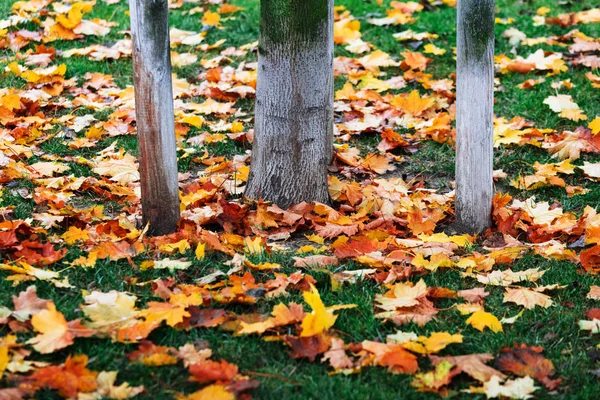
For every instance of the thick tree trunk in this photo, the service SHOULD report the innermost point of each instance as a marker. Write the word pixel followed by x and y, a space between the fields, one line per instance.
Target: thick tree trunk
pixel 474 114
pixel 293 139
pixel 154 114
****************************************
### Work instructions
Reproduce the entries above word for word, leaving out the picture.

### Task answer
For every instance of the thick tree trunk in this photo, the service SHOULD report the innermost point of each instance as a marker. Write the word pixel followed by x and y, a space between the fields, one line per instance.
Target: thick tree trunk
pixel 474 114
pixel 293 139
pixel 154 114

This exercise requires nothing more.